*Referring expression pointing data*
━━━

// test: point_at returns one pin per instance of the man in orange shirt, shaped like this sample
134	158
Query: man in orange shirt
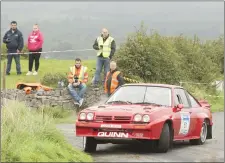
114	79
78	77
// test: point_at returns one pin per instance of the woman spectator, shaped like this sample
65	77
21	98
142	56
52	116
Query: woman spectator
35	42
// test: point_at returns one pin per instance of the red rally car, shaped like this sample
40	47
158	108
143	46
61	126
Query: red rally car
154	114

━━━

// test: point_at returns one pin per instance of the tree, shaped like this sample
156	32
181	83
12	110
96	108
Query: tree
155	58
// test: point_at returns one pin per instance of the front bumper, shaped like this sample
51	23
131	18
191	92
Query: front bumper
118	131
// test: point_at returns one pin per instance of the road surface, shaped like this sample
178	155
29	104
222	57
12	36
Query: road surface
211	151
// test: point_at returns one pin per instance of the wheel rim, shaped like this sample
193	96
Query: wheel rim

━━━

*EXERCISE DETAILS*
Extract every line above that contains the word "sample".

*PROBLEM SOLUTION*
// test: point_at returns one pin per instance of the man in orange shirt, shaped like this sample
// test: point_at returns one pin per instance of the woman spectator, shaped like this sample
// test: point_at returns one pin per instance of the red rally car, shaped like this sample
// test: point_at returns one pin per instance of the tree, shaped like this sample
// test: point_at returns one pin per instance of the front bumper, shaped like this sample
// test: point_at returns one pin per instance of the road surface, shaped like this sample
// test: point_at returns one pin per instance of the wheel rim, shaped like this sample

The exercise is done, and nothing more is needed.